**EXERCISE**:
Copy each entry exactly, leaving nothing out.

**MATERIAL FOR THIS TASK**:
=======
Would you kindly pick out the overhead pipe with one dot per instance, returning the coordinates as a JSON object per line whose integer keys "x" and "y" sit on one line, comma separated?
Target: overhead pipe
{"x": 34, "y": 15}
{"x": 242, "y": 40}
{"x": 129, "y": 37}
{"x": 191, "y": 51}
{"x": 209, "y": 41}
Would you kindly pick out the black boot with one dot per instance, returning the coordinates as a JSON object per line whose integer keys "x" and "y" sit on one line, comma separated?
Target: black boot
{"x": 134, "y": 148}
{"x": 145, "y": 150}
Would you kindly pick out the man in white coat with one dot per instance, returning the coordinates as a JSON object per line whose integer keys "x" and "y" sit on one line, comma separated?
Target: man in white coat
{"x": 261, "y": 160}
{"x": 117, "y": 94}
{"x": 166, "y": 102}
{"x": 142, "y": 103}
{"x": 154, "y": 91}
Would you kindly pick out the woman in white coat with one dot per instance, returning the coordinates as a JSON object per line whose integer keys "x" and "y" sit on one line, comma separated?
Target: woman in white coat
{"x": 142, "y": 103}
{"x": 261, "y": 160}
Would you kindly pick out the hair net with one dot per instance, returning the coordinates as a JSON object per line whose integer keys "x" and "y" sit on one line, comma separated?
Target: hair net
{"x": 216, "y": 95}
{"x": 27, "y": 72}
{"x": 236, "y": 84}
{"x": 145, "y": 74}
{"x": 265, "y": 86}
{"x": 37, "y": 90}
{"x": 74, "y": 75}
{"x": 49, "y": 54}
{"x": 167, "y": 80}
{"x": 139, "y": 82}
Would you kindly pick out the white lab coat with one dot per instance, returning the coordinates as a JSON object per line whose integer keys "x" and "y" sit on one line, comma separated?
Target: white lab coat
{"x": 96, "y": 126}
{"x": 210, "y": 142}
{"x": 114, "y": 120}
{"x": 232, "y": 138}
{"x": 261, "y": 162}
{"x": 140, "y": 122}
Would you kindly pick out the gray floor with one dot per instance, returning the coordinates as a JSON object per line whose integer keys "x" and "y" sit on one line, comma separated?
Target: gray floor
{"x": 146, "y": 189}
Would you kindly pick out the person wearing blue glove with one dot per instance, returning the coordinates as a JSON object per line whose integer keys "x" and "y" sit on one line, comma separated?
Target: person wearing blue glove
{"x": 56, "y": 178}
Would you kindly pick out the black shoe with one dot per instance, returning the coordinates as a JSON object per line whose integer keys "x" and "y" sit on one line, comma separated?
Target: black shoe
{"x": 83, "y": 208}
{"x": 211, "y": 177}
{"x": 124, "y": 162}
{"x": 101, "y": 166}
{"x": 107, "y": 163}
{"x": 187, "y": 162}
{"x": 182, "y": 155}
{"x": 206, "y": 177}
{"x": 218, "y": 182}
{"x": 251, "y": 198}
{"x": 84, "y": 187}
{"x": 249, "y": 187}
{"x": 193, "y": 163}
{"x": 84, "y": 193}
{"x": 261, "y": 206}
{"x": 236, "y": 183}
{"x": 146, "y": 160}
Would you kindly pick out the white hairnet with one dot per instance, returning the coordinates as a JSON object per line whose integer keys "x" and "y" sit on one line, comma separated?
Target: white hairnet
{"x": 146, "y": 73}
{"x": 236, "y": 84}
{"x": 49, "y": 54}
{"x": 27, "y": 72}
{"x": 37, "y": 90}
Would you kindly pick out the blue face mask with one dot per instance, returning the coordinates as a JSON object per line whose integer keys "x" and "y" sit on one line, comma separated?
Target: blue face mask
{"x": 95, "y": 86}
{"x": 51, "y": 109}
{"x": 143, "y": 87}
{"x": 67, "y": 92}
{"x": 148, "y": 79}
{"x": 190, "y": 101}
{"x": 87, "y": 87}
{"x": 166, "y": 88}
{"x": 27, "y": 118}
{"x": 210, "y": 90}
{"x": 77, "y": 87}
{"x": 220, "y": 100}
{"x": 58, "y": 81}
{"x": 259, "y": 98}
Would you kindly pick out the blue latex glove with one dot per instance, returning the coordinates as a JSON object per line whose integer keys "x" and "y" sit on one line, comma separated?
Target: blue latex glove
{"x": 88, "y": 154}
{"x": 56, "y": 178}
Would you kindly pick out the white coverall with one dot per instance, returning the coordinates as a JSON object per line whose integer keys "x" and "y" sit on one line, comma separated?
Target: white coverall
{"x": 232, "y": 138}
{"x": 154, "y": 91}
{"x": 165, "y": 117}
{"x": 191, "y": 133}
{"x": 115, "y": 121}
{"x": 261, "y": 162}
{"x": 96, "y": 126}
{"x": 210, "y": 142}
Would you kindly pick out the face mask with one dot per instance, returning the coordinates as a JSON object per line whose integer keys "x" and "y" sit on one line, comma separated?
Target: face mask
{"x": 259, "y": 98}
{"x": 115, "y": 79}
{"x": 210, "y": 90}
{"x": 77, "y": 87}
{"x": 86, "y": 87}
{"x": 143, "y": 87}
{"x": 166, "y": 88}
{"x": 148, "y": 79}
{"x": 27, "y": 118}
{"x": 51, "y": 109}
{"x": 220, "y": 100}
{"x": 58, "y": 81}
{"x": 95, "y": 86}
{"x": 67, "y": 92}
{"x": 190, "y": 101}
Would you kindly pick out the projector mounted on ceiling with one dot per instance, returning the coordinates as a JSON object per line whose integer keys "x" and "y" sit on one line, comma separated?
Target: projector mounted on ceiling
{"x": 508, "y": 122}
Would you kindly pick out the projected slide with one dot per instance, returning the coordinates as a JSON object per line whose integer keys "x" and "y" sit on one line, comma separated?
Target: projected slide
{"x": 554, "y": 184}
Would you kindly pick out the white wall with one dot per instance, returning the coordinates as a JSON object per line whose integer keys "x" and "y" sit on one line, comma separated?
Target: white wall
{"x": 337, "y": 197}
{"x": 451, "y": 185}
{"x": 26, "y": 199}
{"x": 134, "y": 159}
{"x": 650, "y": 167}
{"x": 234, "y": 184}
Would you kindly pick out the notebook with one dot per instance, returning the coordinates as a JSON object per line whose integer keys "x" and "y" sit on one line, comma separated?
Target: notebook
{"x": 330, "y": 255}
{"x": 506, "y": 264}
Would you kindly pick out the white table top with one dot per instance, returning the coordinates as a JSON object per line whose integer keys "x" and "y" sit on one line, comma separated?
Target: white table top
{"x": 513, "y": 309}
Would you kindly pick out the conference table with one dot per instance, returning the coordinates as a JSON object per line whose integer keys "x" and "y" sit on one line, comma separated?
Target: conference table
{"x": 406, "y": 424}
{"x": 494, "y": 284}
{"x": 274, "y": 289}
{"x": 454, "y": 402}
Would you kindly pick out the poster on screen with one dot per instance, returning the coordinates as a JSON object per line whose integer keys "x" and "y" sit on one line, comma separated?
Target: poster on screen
=======
**OUTPUT FOR THIS TASK**:
Would you kindly pick out the overhead pipe with one dot per instance, returning the coordinates as a JSON object per line whose integer keys "x" and "y" sit on one line, comma separated?
Target: overhead pipe
{"x": 34, "y": 15}
{"x": 242, "y": 40}
{"x": 129, "y": 37}
{"x": 191, "y": 51}
{"x": 209, "y": 41}
Would you kindly pick out the black boot with one dot per instance, returning the coordinates as a JSON object per line whose integer keys "x" and "y" sit on one line, comma separated?
Target: black boot
{"x": 134, "y": 148}
{"x": 145, "y": 150}
Would you kindly pick out the man in white coat with one dot per instance, returning the coordinates as a JSON object per line whose integer keys "x" and "y" sit on one line, comma separated?
Target: man in white coat
{"x": 261, "y": 160}
{"x": 117, "y": 94}
{"x": 166, "y": 102}
{"x": 142, "y": 103}
{"x": 154, "y": 91}
Would you kindly pick out the woman in white coat with one dot per instance, returning the coordinates as a JSON object per line whose integer keys "x" and "y" sit on one line, comma separated?
Target: woman in white coat
{"x": 142, "y": 103}
{"x": 261, "y": 160}
Would you kindly pick out the hair net with one dot per instance, returning the coordinates as a JSON object per line whose integer keys "x" and "y" sit on one line, comma separated?
Target: hair net
{"x": 216, "y": 95}
{"x": 27, "y": 72}
{"x": 236, "y": 84}
{"x": 145, "y": 74}
{"x": 265, "y": 86}
{"x": 37, "y": 90}
{"x": 74, "y": 75}
{"x": 49, "y": 54}
{"x": 167, "y": 80}
{"x": 139, "y": 82}
Would you kindly pick out the white lab coat with one dot per instance, returning the coordinates as a JSON object per line whose integer keys "x" and "y" sit on one line, comma separated?
Target: white lab coat
{"x": 96, "y": 126}
{"x": 210, "y": 142}
{"x": 114, "y": 120}
{"x": 232, "y": 138}
{"x": 261, "y": 162}
{"x": 140, "y": 122}
Would you kindly pick out the gray floor with one dot per instance, returning the coordinates as a JSON object per line whose integer keys "x" and "y" sit on one line, comma separated?
Target: gray floor
{"x": 146, "y": 189}
Would you kindly pick out the person wearing blue glove with one dot per instance, returning the coordinates as a JSON object per line whose integer keys "x" and "y" sit on one line, comma separated?
Target: person wearing blue glove
{"x": 56, "y": 178}
Would you kindly pick out the black shoe with one dot per instance, returning the coordinates as a JSON object per line whose integer keys "x" and "y" sit on one line, comma separated?
Target: black shoe
{"x": 83, "y": 208}
{"x": 211, "y": 177}
{"x": 124, "y": 162}
{"x": 101, "y": 166}
{"x": 107, "y": 163}
{"x": 187, "y": 162}
{"x": 182, "y": 155}
{"x": 206, "y": 177}
{"x": 218, "y": 182}
{"x": 251, "y": 198}
{"x": 84, "y": 187}
{"x": 249, "y": 187}
{"x": 193, "y": 163}
{"x": 84, "y": 193}
{"x": 261, "y": 206}
{"x": 236, "y": 183}
{"x": 146, "y": 160}
Would you kindly pick out the white hairnet with one dot per instance, returning the coordinates as a JSON object per line whose integer keys "x" and "y" sit on one line, comma separated?
Target: white hairnet
{"x": 146, "y": 73}
{"x": 236, "y": 84}
{"x": 49, "y": 54}
{"x": 27, "y": 72}
{"x": 37, "y": 90}
Would you kindly pick out the blue face mask with one dot per instance, returning the coordinates as a JSON object per line whose integer keys "x" and "y" sit on one line, comma separated?
Target: blue face mask
{"x": 95, "y": 86}
{"x": 51, "y": 109}
{"x": 143, "y": 87}
{"x": 67, "y": 92}
{"x": 148, "y": 79}
{"x": 190, "y": 101}
{"x": 87, "y": 87}
{"x": 166, "y": 88}
{"x": 27, "y": 118}
{"x": 210, "y": 90}
{"x": 77, "y": 87}
{"x": 220, "y": 100}
{"x": 58, "y": 81}
{"x": 259, "y": 98}
Would you kindly pick out the blue latex glove with one dot per instance, returning the coordinates as a JSON object per line whose integer keys "x" and "y" sit on one line, comma separated?
Target: blue latex glove
{"x": 88, "y": 154}
{"x": 56, "y": 178}
Would you kindly pick out the white coverall with one dot per instance, returning the coordinates as a JSON object per line whose integer keys "x" and "y" sit on one line, comma separated?
Target: white coverall
{"x": 232, "y": 138}
{"x": 154, "y": 91}
{"x": 165, "y": 117}
{"x": 191, "y": 133}
{"x": 115, "y": 121}
{"x": 261, "y": 162}
{"x": 96, "y": 126}
{"x": 210, "y": 142}
Would you kindly pick out the face mask with one dot per instance, returning the coordinates as a JSON object per line whose integer keys "x" and "y" sit on one line, comma separated?
Target: face mask
{"x": 259, "y": 98}
{"x": 115, "y": 79}
{"x": 210, "y": 90}
{"x": 77, "y": 87}
{"x": 86, "y": 87}
{"x": 143, "y": 87}
{"x": 166, "y": 88}
{"x": 148, "y": 79}
{"x": 27, "y": 118}
{"x": 51, "y": 109}
{"x": 220, "y": 100}
{"x": 58, "y": 81}
{"x": 95, "y": 86}
{"x": 67, "y": 92}
{"x": 190, "y": 101}
Would you kindly pick out the projector mounted on ceiling with one dot per instance, returning the coordinates as a JSON object per line whose integer keys "x" and "y" sit on one line, comma separated?
Target: projector mounted on ceiling
{"x": 508, "y": 122}
Would you kindly pick out the projected slide with one dot per instance, returning the coordinates as a JSON object per line whose integer keys "x" and "y" sit on one line, comma separated?
Target: projected slide
{"x": 554, "y": 184}
Would you kindly pick out the white wall with one dot per instance, returning the coordinates as a JSON object per line whose integer keys "x" and "y" sit on one line, comma separated?
Target: white wall
{"x": 337, "y": 197}
{"x": 451, "y": 185}
{"x": 26, "y": 199}
{"x": 134, "y": 159}
{"x": 650, "y": 167}
{"x": 234, "y": 184}
Would you kindly pick out the notebook with one dot per instance, returning the coordinates as a JSON object per line whose integer keys "x" and "y" sit on one line, comma separated?
Target: notebook
{"x": 330, "y": 255}
{"x": 506, "y": 264}
Would you kindly pick out the white table top with one dot per instance, returning the coordinates as a JSON object per line whose integer keys "x" and "y" sit on one line, comma separated?
Target: white table top
{"x": 513, "y": 309}
Would you kindly pick out the conference table with one dot per instance, returning the coordinates as a JSON object per line whose integer keys "x" and "y" sit on one line, comma separated?
Target: conference table
{"x": 406, "y": 424}
{"x": 494, "y": 284}
{"x": 274, "y": 289}
{"x": 454, "y": 402}
Would you kindly pick out the poster on screen with one dot per instance, returning the coordinates as a JSON object per line whose integer keys "x" and "y" sit on one line, comma separated?
Target: poster on screen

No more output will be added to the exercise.